[Annotation records]
* * * *

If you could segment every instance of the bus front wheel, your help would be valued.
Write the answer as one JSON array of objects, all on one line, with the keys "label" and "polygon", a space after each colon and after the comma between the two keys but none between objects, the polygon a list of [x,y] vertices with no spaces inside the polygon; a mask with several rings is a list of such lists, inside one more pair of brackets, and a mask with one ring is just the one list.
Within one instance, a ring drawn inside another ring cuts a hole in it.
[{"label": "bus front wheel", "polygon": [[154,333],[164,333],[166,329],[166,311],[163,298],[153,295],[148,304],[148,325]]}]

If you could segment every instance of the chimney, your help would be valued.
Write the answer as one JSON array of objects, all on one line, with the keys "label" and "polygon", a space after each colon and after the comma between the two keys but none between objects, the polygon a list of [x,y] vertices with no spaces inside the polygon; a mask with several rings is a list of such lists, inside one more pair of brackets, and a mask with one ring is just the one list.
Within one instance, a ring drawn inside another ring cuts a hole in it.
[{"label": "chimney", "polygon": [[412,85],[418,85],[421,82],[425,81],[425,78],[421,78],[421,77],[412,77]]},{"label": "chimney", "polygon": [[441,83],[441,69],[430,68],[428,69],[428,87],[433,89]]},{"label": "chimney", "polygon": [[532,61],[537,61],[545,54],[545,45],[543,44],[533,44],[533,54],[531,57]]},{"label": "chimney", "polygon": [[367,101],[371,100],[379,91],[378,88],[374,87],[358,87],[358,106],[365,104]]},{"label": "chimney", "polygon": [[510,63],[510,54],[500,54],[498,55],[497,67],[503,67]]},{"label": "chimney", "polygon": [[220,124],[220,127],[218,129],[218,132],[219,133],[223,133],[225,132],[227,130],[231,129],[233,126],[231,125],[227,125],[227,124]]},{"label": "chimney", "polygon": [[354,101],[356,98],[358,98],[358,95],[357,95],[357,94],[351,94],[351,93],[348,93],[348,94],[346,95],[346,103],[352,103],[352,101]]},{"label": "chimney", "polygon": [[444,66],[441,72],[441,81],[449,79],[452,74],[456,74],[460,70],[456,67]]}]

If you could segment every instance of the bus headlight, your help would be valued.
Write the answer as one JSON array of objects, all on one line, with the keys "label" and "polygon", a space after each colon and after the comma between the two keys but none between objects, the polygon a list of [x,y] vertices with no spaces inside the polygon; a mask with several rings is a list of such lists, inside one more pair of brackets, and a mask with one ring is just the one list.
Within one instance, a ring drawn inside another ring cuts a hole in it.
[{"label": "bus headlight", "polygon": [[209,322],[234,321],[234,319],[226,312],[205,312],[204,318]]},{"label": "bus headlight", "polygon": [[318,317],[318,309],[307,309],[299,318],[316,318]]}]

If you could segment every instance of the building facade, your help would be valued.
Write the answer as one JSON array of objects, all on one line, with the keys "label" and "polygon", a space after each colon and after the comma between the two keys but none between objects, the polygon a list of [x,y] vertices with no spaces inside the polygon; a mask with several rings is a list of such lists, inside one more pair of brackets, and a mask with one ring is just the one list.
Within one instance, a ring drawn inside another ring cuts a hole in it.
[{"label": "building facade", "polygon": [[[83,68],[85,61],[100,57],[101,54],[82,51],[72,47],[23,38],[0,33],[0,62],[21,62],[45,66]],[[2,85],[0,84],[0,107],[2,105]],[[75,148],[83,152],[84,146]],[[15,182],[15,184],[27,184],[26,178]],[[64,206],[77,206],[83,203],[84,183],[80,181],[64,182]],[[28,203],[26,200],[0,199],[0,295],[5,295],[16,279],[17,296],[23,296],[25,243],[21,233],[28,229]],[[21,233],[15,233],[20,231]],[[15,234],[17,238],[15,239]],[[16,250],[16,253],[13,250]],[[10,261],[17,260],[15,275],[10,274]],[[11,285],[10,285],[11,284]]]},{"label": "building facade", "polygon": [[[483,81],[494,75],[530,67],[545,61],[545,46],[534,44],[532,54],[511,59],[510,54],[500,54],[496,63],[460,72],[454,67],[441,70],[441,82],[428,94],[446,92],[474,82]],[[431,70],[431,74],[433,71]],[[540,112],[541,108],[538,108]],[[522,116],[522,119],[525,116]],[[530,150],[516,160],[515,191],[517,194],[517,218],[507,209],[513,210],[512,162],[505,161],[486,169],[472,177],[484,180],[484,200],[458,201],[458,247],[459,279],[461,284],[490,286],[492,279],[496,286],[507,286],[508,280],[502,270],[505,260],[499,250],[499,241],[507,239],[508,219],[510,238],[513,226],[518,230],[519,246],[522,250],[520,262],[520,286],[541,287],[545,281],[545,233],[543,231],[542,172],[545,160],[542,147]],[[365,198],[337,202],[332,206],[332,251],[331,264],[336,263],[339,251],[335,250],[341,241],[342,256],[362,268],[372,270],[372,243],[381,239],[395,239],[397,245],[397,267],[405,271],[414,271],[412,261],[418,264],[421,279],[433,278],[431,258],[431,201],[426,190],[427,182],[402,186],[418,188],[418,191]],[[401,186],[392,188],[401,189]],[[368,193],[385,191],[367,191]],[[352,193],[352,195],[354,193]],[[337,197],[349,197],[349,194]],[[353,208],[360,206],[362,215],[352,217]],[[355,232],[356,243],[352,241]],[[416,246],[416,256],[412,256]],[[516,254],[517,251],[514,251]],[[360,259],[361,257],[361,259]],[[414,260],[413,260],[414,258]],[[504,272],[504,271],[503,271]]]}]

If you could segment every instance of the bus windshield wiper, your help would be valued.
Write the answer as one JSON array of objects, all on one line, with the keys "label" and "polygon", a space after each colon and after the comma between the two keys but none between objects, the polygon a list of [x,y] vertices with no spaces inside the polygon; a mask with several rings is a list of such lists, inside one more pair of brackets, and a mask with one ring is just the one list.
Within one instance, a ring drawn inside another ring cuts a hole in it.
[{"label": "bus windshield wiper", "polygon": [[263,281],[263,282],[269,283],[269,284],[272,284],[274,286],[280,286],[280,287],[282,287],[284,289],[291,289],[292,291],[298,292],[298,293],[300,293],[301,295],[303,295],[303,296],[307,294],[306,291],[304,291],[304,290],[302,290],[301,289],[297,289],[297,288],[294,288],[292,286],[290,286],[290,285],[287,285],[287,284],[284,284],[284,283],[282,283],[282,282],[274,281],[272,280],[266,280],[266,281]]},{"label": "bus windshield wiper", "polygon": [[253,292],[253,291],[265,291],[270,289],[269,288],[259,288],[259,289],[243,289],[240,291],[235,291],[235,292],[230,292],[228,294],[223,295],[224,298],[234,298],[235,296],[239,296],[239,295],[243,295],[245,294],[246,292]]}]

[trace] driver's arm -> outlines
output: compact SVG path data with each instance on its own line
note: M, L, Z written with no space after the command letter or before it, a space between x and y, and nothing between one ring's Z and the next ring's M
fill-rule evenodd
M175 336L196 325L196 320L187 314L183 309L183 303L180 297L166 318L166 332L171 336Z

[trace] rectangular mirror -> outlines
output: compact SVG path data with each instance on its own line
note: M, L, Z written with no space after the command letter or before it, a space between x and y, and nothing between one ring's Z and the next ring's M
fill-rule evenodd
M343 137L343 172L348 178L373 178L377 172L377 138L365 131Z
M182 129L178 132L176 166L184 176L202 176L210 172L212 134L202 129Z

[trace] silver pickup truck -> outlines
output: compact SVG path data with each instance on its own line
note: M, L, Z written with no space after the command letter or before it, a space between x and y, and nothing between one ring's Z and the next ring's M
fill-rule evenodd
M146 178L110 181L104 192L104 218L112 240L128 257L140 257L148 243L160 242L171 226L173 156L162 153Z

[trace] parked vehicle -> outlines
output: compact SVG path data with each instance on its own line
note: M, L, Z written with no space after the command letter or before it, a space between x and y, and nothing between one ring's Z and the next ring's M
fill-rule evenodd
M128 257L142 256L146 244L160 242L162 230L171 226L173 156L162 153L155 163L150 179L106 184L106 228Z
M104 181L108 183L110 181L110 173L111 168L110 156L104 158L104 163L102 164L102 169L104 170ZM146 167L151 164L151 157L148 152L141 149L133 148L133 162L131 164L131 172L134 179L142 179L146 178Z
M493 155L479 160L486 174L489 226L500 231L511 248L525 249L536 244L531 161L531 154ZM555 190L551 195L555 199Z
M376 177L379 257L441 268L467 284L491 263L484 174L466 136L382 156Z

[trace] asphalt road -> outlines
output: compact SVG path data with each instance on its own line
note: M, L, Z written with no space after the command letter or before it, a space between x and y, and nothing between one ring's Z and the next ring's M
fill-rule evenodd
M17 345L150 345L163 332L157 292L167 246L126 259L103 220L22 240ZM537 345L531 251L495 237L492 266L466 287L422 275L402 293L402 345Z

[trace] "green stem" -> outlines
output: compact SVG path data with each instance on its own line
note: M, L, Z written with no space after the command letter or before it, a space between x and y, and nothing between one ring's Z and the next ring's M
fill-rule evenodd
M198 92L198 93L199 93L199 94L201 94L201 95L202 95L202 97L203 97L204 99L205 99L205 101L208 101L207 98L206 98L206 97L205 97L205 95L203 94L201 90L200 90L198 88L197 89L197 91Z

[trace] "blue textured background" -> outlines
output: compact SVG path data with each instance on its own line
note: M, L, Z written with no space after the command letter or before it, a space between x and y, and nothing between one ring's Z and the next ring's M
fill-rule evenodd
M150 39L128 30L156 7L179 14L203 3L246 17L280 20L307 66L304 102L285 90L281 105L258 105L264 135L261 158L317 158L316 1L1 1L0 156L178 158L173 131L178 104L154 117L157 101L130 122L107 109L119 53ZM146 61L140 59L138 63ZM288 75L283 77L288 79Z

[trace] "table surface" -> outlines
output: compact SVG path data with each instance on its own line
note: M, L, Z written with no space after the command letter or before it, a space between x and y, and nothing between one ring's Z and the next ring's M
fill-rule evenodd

* * * *

■ **Given instruction**
Copy the lines from the one containing "[trace] rectangular mirror -> outlines" through the one containing "M343 137L343 172L348", swapping "rectangular mirror" for "round mirror" and leaving everything else as it is.

■ **Correct output**
[trace] round mirror -> outlines
output: compact SVG path data with each instance on its own line
note: M, L, Z written with no space after the command letter or before it, a space between x and y, and nothing between one ring's Z and the next ring's M
fill-rule evenodd
M343 137L343 172L348 178L373 178L377 172L377 138L365 131Z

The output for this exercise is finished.